Your objective. Give the stretch of items from the line containing "like [202, 284]." through the end of the items as a two-column CSV with the headers input and output. Use one row per item, put the item's text and its answer each in a single quoted field, and turn any line breaks into spaces.

Coordinate labeling data.
=======
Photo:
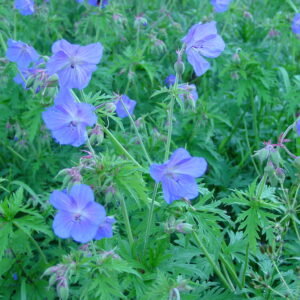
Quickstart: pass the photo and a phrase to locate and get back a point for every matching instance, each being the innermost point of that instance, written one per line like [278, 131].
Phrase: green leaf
[5, 232]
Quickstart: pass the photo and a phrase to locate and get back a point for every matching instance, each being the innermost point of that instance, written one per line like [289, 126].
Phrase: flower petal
[55, 118]
[83, 231]
[69, 135]
[95, 213]
[199, 64]
[194, 166]
[77, 76]
[61, 200]
[182, 186]
[91, 54]
[57, 62]
[157, 171]
[212, 47]
[178, 156]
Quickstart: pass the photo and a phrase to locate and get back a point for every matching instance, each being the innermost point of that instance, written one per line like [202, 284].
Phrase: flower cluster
[68, 119]
[74, 64]
[178, 174]
[79, 217]
[203, 40]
=======
Output for this exercise.
input,output
"Quickstart: pass the photo and a phrase to locate and get back a point for every matching instance, each being the innermost point of that instance, written one per line like [202, 284]. Phrase: flower cluster","[68, 119] [74, 64] [178, 174] [79, 217] [203, 40]"